# Start of The records

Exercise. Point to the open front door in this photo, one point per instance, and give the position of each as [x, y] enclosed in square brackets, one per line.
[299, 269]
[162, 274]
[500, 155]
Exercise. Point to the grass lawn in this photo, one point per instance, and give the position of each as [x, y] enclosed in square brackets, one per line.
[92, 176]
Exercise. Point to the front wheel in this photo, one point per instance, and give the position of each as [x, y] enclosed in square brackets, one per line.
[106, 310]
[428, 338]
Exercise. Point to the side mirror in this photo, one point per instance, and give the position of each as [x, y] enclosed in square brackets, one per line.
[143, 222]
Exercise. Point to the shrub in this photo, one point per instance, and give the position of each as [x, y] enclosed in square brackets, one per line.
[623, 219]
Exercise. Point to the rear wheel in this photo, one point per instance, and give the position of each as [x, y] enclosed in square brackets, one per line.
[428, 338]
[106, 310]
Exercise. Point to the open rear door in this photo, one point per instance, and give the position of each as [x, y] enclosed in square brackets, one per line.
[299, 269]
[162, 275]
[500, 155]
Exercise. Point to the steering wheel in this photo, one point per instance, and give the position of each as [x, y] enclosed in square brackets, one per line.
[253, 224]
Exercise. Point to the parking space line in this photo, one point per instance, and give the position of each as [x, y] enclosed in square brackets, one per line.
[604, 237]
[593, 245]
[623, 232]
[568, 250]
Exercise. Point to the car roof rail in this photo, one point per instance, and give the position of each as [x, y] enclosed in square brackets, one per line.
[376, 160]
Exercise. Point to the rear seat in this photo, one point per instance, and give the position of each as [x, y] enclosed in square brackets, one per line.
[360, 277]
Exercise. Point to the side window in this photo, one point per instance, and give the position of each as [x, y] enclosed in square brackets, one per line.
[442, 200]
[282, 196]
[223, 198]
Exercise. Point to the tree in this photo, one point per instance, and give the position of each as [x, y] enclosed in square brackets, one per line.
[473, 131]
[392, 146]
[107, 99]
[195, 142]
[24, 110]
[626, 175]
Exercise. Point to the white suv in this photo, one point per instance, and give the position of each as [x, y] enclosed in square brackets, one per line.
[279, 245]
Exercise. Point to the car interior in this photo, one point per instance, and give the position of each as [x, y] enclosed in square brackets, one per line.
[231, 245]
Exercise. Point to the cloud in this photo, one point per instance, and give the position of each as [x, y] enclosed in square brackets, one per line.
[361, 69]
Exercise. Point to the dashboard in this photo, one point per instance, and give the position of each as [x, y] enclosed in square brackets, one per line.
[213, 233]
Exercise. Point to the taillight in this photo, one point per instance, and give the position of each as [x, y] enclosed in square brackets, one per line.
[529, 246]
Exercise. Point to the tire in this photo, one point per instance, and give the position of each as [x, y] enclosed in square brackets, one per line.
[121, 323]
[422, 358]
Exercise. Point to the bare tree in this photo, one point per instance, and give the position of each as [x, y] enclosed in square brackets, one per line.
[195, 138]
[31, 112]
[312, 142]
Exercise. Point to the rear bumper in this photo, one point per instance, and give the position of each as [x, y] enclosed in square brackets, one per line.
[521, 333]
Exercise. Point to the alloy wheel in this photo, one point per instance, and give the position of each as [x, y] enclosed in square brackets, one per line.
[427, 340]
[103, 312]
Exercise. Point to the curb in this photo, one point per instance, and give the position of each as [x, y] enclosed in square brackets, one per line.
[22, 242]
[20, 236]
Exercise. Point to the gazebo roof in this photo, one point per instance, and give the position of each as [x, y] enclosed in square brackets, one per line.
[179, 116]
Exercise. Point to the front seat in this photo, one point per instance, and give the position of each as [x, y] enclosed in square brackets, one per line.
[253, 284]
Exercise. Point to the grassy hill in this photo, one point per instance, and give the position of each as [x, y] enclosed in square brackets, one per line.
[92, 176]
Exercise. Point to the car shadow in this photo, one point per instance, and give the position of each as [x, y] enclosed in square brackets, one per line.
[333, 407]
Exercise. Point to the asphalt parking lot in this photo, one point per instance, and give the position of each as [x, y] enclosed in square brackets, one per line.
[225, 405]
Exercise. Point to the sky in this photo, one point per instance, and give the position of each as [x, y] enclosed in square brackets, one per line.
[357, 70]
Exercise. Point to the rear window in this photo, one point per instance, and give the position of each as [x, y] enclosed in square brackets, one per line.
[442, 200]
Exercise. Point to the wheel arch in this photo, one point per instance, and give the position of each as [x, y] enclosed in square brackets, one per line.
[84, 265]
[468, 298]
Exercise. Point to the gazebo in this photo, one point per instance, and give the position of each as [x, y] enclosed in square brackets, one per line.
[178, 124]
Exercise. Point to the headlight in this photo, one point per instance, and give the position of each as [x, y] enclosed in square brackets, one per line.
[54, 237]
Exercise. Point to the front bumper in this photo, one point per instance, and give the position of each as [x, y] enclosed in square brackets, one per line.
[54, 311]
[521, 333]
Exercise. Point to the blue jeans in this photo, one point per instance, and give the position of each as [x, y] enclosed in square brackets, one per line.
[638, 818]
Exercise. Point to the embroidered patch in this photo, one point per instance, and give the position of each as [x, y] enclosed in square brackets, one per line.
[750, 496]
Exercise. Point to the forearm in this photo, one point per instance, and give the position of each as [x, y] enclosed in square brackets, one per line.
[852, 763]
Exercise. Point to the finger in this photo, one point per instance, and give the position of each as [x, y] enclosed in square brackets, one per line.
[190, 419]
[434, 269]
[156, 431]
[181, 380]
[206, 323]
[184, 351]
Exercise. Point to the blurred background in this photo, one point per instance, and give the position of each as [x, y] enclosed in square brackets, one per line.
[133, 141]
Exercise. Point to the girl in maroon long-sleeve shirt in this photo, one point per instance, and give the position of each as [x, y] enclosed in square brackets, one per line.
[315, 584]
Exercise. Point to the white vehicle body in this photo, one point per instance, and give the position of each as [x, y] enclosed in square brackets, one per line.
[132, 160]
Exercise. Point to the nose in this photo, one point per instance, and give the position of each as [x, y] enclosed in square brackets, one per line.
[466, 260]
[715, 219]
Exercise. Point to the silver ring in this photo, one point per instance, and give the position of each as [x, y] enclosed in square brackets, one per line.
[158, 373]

# End of The records

▶ [Task statement]
Copy the items verbatim, starting at the line that contains "Exercise. Point to the silver" and ending with the final line of the items, with both ends included.

▶ [Solution]
Exercise. Point to the silver ring in this photo, one point per instance, and give the position of each as [x, y] enclosed in square brackets, one per line.
[158, 373]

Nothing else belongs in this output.